_Entries from a data collection_
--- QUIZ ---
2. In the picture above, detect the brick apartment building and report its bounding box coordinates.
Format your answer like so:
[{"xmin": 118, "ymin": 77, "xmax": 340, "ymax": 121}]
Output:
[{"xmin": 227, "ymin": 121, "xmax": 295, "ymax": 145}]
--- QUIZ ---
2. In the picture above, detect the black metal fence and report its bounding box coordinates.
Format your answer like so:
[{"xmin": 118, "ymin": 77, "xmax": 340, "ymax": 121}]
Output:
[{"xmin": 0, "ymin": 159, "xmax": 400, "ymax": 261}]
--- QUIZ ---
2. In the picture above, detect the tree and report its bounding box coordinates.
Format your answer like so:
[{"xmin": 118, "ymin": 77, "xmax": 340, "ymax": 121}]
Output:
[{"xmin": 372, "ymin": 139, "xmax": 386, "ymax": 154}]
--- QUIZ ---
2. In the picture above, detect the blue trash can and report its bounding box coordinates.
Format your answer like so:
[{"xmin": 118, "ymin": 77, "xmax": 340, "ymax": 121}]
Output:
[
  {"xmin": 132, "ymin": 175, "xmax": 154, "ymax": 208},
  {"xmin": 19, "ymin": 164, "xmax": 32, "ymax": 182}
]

_The exercise_
Rewrite every line of the entries above as a numbered list, and leave out any blank lines.

_Exercise answer_
1. --- QUIZ ---
2. 2. In the picture above, detect the brick apartment building and report its bounding box coordinates.
3. Format your answer like so:
4. [{"xmin": 118, "ymin": 77, "xmax": 340, "ymax": 121}]
5. Output:
6. [{"xmin": 227, "ymin": 121, "xmax": 295, "ymax": 145}]
7. --- QUIZ ---
8. 2. In the picture above, detect the black metal fence and report its bounding box coordinates.
9. Format your answer like so:
10. [{"xmin": 118, "ymin": 77, "xmax": 340, "ymax": 121}]
11. Output:
12. [{"xmin": 0, "ymin": 159, "xmax": 400, "ymax": 261}]
13. --- QUIZ ---
14. 2. In the picture above, detect the tree and report its bounding box coordinates.
15. Format your answer like so:
16. [{"xmin": 118, "ymin": 77, "xmax": 340, "ymax": 121}]
17. Output:
18. [{"xmin": 372, "ymin": 139, "xmax": 386, "ymax": 154}]
19. --- QUIZ ---
20. 2. In the picture above, detect the blue trash can and report its bounding box coordinates.
21. Format your answer like so:
22. [{"xmin": 118, "ymin": 77, "xmax": 340, "ymax": 121}]
23. Output:
24. [
25.   {"xmin": 132, "ymin": 175, "xmax": 154, "ymax": 208},
26.   {"xmin": 19, "ymin": 164, "xmax": 32, "ymax": 182}
27. ]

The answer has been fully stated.